Instrucciones:
• a. En el relato sobre San José y San Fernando en cuarentena, ¿dónde vivía entonces el novio?
• b. Continúa el relato sobre San José y San Fernando en cuarentena a partir de su última frase.

San José y San Fernando en Cuarentena

Hoy, día de San José, al hablar por teléfono con mi padre para felicitarlo, he comentado “ya te escribiré algo para que lo leas dado que no te puedo visitar ni regalarte nada”. Él me ha contestado con esta frase timbrada con tranquilidad y entonada alegremente: “No es necesario, chavala” y entonces he decidido estudiar y estudiar sobre Radiología del Covid-19 pensando para mis adentros en otro refrán muy de casa, el de “la obligación antes que la devoción” y también en la Parábola de los Talentos.
Ahora, muchos minutos después, ya me permito relajarme recordando en la distancia y en el tiempo.

Entre las múltiples anécdotas sobre mi padre y yo hay algunas que merecen especial mención: Una madrugada de un martes o miércoles durante una etapa de huelga universitaria tuve a bien despertar a mi querido progenitor con algo así como “¡papá, he perdido a mi novio en la esquina de esta calle con aquella!”. Y el pobre se levantó, escuchó con atención el relato inverosímil, se vistió y salimos juntos a buscar al susodicho por Madrid, incluso nos informamos deteniendo a la Guardia Civil para preguntar por la matrícula de su motocicleta hasta personarnos en la misma puerta de su casa. Eran otros tiempos, sin teléfonos móviles, y algunas cosas resultaban más sencillas pero otras se complicaban. Nuestra aventura nocturna no fructificó y los detalles me los reservo porque tras alejarse intentando arrancar su Vespa roja cuesta abajo aquella criaturita se cansó, aparcó el vehículo y también a su chica y se marchó como si tal cosa en el cochecito de San Fernando dirigiéndose hacia la plaza de Quevedo, que era donde vivía entonces, para dormir plácidamente mientras los dos cretinillos se paseaban por la ciudad nocturna con cierta desazón perdiendo algunas horas de sueño.

Datos de origen:
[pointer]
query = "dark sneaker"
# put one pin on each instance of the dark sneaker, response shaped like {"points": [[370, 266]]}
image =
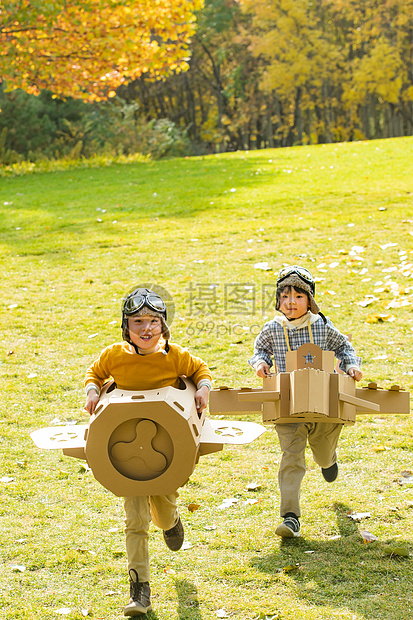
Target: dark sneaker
{"points": [[140, 596], [330, 473], [174, 537], [289, 528]]}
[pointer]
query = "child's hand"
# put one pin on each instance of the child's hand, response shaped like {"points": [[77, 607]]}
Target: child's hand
{"points": [[263, 370], [355, 373], [92, 400], [201, 398]]}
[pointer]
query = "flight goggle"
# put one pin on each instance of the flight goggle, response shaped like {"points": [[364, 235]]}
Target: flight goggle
{"points": [[301, 272], [137, 301]]}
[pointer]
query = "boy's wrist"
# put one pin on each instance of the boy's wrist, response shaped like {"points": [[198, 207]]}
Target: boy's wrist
{"points": [[92, 386]]}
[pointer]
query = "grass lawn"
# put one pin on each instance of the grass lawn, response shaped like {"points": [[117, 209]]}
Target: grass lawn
{"points": [[72, 243]]}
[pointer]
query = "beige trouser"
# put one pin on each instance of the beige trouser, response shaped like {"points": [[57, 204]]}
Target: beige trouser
{"points": [[139, 511], [322, 439]]}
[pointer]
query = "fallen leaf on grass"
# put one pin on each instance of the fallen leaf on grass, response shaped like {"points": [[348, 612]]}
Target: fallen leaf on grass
{"points": [[291, 568], [118, 553], [263, 266], [380, 318], [85, 551], [402, 552], [227, 503], [406, 477], [192, 507], [253, 486], [358, 516], [369, 299], [368, 536]]}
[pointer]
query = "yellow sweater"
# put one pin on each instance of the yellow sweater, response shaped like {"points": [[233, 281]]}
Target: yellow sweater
{"points": [[145, 372]]}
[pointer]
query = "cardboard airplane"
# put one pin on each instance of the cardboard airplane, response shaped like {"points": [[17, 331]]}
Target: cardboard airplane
{"points": [[147, 442], [310, 391]]}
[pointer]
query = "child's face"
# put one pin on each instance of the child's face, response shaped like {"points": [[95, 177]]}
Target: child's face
{"points": [[145, 331], [293, 304]]}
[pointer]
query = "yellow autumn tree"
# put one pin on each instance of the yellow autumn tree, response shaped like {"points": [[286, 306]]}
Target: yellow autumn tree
{"points": [[87, 48]]}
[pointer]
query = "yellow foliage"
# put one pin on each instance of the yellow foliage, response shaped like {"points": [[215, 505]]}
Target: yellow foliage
{"points": [[87, 49]]}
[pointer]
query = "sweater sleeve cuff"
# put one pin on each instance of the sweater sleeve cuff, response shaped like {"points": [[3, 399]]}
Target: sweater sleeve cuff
{"points": [[92, 386], [205, 382]]}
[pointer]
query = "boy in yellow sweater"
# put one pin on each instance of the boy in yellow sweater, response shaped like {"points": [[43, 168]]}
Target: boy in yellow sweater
{"points": [[146, 361]]}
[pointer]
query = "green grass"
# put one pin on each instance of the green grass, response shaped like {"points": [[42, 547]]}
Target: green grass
{"points": [[177, 223]]}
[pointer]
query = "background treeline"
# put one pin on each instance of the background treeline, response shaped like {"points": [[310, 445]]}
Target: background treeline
{"points": [[263, 73]]}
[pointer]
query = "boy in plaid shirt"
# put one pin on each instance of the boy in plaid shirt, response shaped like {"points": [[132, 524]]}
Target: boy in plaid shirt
{"points": [[301, 322]]}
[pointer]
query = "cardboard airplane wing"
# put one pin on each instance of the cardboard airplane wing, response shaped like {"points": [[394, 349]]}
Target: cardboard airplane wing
{"points": [[148, 442], [310, 391]]}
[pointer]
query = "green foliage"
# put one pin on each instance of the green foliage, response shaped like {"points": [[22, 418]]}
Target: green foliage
{"points": [[44, 127]]}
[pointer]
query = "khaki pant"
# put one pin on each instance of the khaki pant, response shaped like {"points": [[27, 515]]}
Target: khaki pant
{"points": [[322, 439], [139, 511]]}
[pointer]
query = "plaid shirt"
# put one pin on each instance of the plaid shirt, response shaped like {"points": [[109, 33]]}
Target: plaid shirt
{"points": [[271, 343]]}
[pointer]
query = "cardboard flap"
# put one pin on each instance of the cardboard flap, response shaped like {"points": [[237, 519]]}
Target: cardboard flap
{"points": [[60, 437], [230, 432]]}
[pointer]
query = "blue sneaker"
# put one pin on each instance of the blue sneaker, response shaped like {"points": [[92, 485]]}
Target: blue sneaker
{"points": [[330, 473], [289, 528]]}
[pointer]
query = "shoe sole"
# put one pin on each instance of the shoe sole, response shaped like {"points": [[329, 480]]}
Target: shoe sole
{"points": [[286, 532], [331, 476]]}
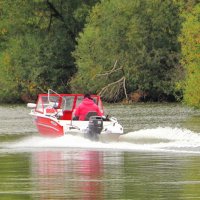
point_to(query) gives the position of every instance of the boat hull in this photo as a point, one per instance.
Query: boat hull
(48, 127)
(52, 128)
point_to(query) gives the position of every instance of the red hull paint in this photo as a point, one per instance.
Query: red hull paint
(48, 127)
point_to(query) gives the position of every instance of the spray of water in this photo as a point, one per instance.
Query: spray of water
(158, 139)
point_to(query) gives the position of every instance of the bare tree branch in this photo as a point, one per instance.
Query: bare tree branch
(111, 71)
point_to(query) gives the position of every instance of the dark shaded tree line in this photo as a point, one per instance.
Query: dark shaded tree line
(116, 48)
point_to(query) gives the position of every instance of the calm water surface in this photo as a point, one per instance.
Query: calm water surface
(157, 158)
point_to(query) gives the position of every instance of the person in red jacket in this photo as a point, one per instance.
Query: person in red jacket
(87, 105)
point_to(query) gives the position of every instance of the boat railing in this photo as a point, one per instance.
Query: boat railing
(50, 91)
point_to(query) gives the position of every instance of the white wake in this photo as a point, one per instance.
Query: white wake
(158, 139)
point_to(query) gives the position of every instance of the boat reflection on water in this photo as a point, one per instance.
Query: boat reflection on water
(69, 175)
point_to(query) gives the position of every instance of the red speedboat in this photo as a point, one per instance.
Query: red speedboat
(53, 116)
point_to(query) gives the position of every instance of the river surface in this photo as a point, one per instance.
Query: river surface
(157, 158)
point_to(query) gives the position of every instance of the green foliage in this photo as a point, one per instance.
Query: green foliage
(140, 35)
(36, 41)
(190, 42)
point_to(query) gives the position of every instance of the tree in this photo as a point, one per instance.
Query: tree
(36, 40)
(190, 43)
(141, 36)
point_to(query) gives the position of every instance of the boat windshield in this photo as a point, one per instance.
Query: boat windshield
(63, 101)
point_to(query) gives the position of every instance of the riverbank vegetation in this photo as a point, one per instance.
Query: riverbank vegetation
(121, 49)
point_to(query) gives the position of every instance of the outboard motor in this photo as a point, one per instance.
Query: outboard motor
(94, 128)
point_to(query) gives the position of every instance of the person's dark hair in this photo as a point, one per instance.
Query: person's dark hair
(87, 95)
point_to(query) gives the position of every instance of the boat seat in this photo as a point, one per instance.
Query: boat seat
(89, 114)
(67, 115)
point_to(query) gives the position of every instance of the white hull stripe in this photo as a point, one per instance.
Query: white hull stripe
(55, 129)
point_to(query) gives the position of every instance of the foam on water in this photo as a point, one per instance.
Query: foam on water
(158, 139)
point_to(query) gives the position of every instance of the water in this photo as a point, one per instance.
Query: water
(157, 158)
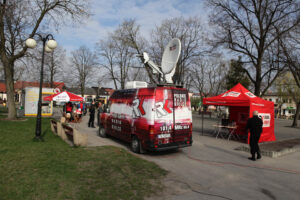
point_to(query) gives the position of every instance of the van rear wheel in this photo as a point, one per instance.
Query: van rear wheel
(135, 144)
(102, 132)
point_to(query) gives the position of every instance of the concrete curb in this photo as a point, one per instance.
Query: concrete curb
(79, 139)
(269, 153)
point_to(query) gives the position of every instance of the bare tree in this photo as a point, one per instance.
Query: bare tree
(53, 67)
(84, 63)
(191, 34)
(20, 20)
(117, 55)
(251, 28)
(291, 48)
(208, 75)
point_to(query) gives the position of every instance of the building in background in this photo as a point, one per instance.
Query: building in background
(93, 94)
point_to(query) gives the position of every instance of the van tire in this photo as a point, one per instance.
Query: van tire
(102, 132)
(135, 144)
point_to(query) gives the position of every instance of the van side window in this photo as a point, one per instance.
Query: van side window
(107, 107)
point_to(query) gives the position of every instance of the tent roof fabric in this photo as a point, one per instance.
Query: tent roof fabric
(64, 97)
(236, 96)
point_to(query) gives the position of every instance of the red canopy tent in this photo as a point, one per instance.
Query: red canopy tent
(63, 97)
(242, 103)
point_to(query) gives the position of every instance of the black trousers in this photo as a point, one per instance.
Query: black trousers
(91, 120)
(254, 148)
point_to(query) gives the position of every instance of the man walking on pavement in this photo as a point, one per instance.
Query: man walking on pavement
(254, 124)
(99, 111)
(92, 115)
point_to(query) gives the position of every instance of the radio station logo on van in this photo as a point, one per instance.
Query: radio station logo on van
(161, 108)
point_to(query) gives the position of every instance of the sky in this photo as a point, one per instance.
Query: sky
(108, 14)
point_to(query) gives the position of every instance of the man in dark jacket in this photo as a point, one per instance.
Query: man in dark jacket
(92, 115)
(99, 111)
(254, 124)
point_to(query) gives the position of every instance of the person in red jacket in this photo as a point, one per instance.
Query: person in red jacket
(69, 108)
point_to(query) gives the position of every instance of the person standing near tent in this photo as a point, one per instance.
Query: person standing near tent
(92, 115)
(69, 108)
(254, 124)
(99, 111)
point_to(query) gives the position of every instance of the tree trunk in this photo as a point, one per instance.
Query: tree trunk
(9, 81)
(295, 122)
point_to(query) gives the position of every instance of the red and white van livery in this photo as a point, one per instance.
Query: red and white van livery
(154, 118)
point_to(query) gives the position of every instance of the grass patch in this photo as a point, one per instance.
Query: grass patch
(3, 109)
(54, 170)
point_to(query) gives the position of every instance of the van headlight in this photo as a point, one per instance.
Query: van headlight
(161, 136)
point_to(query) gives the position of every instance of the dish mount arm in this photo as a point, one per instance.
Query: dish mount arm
(155, 69)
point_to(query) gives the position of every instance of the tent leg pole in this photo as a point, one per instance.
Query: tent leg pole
(202, 122)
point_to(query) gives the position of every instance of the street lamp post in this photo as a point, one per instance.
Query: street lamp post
(49, 44)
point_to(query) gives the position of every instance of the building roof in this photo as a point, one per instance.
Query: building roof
(22, 84)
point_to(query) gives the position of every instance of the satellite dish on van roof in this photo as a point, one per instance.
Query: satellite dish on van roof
(169, 60)
(170, 56)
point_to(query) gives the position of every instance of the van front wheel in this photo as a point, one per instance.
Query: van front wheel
(102, 132)
(135, 144)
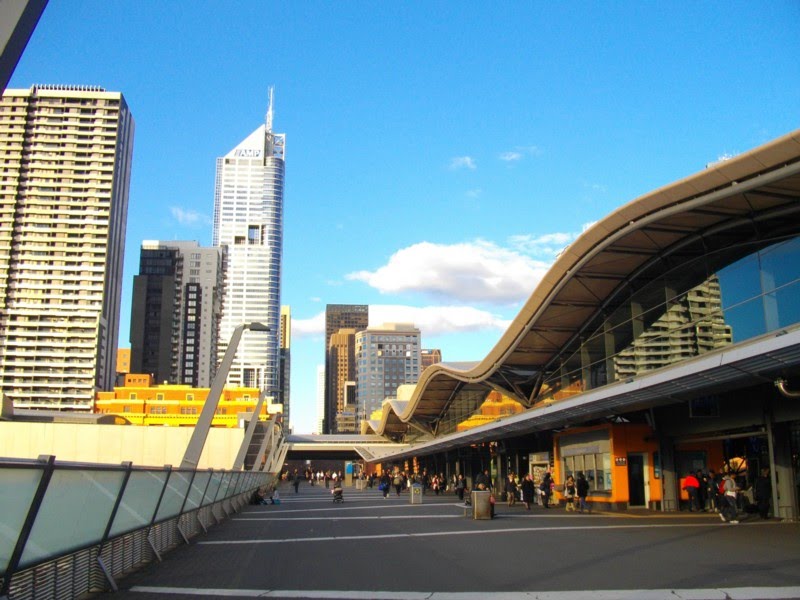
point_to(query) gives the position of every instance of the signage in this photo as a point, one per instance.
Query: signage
(247, 153)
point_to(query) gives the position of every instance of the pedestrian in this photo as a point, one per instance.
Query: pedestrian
(763, 493)
(461, 486)
(511, 490)
(729, 489)
(528, 491)
(692, 485)
(547, 489)
(569, 493)
(582, 490)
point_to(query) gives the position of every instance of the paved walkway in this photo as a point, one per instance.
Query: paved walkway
(368, 547)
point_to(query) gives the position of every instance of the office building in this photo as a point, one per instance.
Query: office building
(341, 362)
(175, 312)
(429, 356)
(248, 221)
(285, 371)
(66, 155)
(387, 357)
(339, 316)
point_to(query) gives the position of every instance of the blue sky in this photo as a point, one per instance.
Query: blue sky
(438, 154)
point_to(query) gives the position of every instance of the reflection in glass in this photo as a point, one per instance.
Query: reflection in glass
(16, 495)
(74, 513)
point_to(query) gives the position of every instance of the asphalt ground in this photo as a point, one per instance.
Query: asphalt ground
(370, 547)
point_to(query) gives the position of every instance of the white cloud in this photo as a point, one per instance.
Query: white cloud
(511, 156)
(431, 320)
(470, 272)
(309, 327)
(437, 320)
(463, 162)
(189, 217)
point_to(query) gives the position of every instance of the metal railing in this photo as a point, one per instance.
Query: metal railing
(68, 529)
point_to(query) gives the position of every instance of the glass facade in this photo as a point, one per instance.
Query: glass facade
(688, 311)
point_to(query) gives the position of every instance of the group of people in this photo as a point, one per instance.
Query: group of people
(722, 493)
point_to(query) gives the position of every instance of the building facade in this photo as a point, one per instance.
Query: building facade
(387, 357)
(175, 312)
(66, 155)
(285, 373)
(339, 316)
(342, 369)
(248, 221)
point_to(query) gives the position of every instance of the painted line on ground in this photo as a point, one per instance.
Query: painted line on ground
(398, 535)
(745, 593)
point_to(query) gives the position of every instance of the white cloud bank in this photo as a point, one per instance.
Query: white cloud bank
(470, 272)
(463, 162)
(430, 320)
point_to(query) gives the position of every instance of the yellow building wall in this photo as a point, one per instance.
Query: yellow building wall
(114, 444)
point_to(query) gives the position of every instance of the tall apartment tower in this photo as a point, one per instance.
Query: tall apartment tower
(387, 357)
(341, 361)
(175, 312)
(66, 156)
(248, 221)
(285, 372)
(320, 420)
(339, 316)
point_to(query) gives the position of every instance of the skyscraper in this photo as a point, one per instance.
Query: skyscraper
(66, 154)
(387, 357)
(175, 312)
(248, 220)
(285, 373)
(339, 316)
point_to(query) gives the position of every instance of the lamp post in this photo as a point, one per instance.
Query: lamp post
(194, 449)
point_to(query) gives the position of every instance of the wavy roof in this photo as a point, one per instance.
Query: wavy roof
(733, 200)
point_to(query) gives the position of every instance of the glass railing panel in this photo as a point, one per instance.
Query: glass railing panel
(74, 513)
(174, 495)
(16, 494)
(139, 501)
(197, 490)
(213, 488)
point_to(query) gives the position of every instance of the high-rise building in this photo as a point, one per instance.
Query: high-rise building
(339, 316)
(248, 221)
(175, 312)
(66, 155)
(320, 420)
(387, 357)
(341, 362)
(429, 356)
(285, 372)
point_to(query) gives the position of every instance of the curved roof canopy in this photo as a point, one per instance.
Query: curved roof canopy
(737, 203)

Respuestas por tarea:
• a. En la plaza de Quevedo.

• b.
En otra ocasión sus fuertes dedos sujetaron a sus dos hijos en una terraza de Bagur ya que estuvieron a punto de imitar a Peter Pan y Wendy para salir volando arrastrados por una hermosísima tramontana. Y esos mismos dedos engancharon la mano derecha de su hija de trece años nada más descender por las escaleras de un barco atracado en la ciudad de Estambul para soltarla, sudorosa, únicamente durante las comidas o ir al aseo, porque en los mercadillos de entonces se vendían muchísimos artilugios, lámparas, alfombras y alguna cosa más.
Sus manos también sirvieron para sostener el asiento de mi bicicleta mil veces (tocina que era una) o engrasar la cadena (una BH blanca plegable que viajó en el maletero junto a la de mi hermano por media España), hacer burritos con alforjas de papel, loros, pingüinos y otros muchos animales más lucidos, terminar láminas de Dibujo Técnico, escribir traducciones de Latín, lograr carambolas al billar, jugar al ping-pong cambiando la raqueta de lado, resolver integrales, regalar ex-libris, entretener a nuestros amigos en los cumpleaños con su magia, arreglar pequeños electrodomésticos, sujetar el volante del coche durante kilómetros y kilómetros por Europa, emplear agujas para extirpar astillas de las rodillas, transportar sacos de melones de Villaconejos o rellenar diez páginas del Libro de Reclamaciones de entonces en un pequeño restaurante.
Algunos padres son muy padres, otros lo son menos. Juzguen ustedes.